§ **PROBLEM DESCRIPTION**
Copy out the listing below from the line containing "Indicate the bird's head" through its final line, both included, with no changes.

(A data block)
◆ ◆ ◆ ◆ ◆ ◆ ◆
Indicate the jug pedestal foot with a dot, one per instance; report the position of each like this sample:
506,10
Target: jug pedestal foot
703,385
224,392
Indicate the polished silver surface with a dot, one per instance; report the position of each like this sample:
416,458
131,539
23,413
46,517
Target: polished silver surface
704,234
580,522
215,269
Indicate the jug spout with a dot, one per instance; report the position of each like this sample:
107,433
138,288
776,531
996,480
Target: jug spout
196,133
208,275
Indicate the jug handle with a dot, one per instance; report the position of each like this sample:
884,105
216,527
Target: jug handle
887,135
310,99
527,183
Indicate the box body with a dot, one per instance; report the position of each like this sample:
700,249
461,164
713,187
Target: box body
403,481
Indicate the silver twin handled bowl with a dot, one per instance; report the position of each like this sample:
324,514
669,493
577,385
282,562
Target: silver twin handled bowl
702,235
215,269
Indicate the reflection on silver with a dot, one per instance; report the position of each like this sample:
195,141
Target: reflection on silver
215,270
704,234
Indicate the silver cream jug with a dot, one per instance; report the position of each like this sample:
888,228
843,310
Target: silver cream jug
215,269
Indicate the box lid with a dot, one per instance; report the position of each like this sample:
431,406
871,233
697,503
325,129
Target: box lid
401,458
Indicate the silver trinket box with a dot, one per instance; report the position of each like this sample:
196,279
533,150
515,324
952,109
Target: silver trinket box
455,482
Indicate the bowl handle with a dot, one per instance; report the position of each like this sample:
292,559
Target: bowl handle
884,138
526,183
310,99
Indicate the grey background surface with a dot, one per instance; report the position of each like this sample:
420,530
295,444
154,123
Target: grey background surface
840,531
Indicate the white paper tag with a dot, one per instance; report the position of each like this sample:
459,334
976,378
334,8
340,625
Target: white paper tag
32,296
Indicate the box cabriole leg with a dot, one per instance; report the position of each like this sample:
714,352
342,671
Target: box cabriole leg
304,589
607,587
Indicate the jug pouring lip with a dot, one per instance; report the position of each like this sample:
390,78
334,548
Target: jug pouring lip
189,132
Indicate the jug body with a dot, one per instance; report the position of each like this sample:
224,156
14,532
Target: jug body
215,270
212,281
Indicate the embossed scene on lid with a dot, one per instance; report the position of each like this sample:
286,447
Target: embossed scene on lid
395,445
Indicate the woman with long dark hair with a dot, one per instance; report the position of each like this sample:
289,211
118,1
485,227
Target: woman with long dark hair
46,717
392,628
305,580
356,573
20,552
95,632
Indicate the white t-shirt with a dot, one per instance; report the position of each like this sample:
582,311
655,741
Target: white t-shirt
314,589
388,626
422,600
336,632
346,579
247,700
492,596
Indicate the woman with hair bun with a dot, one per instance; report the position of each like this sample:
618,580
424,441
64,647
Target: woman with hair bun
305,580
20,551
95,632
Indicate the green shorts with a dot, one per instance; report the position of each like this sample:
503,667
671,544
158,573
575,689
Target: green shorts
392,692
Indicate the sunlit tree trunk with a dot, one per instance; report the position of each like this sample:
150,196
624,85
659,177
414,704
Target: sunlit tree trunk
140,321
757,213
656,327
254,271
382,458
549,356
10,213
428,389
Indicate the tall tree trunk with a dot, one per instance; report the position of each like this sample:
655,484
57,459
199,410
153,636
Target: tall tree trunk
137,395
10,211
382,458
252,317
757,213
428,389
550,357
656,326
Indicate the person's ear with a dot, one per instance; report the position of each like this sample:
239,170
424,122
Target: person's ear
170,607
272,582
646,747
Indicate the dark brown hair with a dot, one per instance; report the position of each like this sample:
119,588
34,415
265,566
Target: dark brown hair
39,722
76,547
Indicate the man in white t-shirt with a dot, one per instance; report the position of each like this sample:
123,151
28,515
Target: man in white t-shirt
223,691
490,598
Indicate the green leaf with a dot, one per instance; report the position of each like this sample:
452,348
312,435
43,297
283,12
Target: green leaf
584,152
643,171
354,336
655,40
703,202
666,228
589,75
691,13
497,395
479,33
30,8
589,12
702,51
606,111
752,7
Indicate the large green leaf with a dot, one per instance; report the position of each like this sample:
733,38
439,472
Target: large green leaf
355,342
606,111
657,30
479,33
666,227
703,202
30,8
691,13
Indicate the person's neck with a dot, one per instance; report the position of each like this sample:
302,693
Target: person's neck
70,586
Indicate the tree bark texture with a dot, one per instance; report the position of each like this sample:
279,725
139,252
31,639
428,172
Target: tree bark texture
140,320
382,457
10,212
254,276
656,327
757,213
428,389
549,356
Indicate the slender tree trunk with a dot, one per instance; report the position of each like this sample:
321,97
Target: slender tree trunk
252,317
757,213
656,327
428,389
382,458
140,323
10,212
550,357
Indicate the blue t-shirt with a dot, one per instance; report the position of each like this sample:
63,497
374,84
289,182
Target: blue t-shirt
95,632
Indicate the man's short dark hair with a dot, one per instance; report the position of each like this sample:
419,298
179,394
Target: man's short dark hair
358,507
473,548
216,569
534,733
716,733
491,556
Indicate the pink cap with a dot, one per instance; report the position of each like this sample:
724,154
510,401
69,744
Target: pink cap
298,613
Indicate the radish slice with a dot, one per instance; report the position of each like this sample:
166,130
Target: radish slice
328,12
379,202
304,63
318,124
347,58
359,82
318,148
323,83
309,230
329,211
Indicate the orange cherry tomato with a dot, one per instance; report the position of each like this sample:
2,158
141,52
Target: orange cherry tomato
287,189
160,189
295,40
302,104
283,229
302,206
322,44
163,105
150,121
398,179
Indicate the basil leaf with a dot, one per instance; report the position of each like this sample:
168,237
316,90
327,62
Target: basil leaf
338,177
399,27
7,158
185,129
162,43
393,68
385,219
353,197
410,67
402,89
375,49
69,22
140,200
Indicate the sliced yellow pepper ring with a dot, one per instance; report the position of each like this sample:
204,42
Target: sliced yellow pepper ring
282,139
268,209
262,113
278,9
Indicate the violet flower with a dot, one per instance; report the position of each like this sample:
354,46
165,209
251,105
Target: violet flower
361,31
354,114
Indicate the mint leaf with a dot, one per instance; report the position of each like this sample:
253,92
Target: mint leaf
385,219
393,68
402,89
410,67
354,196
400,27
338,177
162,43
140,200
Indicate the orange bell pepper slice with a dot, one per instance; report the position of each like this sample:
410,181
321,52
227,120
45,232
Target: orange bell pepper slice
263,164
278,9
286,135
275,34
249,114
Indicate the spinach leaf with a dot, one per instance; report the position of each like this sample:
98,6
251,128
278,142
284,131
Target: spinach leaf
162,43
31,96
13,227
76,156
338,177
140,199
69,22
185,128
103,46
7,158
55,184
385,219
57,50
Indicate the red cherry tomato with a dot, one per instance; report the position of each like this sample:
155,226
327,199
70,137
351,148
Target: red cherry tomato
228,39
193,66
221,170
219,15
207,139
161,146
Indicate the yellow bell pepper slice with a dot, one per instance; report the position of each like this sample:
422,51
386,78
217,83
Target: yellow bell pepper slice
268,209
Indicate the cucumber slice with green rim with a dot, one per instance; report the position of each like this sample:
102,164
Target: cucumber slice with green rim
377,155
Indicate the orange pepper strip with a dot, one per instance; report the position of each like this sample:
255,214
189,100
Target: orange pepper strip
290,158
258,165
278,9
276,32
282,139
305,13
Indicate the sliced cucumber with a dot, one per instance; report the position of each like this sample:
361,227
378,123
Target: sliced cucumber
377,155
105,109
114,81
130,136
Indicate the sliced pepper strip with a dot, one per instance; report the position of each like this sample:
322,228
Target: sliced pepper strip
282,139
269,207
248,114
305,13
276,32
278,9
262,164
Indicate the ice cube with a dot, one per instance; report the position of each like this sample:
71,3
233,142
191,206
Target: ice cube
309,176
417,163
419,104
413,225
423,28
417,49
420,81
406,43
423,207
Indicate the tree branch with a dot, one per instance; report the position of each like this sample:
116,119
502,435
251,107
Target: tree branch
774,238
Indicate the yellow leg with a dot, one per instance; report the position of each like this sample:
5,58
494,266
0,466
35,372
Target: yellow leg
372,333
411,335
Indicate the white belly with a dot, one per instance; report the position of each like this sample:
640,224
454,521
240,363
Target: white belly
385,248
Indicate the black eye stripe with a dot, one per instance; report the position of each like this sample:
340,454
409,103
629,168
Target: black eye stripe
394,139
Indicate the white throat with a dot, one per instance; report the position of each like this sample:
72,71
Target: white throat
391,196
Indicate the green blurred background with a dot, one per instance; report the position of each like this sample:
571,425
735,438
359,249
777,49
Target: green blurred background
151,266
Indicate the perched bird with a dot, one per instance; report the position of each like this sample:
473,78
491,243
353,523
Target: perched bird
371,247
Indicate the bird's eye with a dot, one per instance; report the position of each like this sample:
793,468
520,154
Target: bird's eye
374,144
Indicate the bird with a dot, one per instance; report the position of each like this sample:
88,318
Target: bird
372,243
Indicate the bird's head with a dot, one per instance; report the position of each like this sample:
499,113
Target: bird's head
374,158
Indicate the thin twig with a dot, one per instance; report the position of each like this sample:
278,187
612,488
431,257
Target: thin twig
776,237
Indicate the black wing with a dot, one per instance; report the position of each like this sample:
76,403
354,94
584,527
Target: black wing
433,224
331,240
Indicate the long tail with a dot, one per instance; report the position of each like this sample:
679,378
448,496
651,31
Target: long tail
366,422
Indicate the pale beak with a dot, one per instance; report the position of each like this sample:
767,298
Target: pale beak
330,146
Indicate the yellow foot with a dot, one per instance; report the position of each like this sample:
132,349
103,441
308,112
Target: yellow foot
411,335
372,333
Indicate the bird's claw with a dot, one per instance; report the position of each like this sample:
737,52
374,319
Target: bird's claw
◆ ◆ ◆ ◆ ◆ ◆ ◆
§ **EXERCISE ANSWER**
Indicate the bird's head with a dot, one per instance; report the position of each like this sample:
499,113
Target: bird's head
374,158
Indicate the thin twig with a dot, one per instance; report the position of each like this sample:
278,187
612,488
431,257
Target: thin twig
776,237
Indicate the black wing with a dot, one per instance; report the position of each like this sample:
76,403
354,94
584,527
Target: black wing
433,224
331,240
Indicate the long tail with a dot, one per instance; report the position of each like this sample:
679,378
448,496
651,31
Target: long tail
366,422
Indicate the pale beak with a dot, one per instance; report the position of each like this sample:
767,298
Target: pale beak
330,146
Indicate the yellow foot with a dot, one per instance; report the position of each like this sample:
132,349
103,441
308,112
Target: yellow foot
411,335
372,333
Indicate the bird's claw with a dot, one per instance; report the position of each like this sample:
737,52
374,319
Target: bird's claw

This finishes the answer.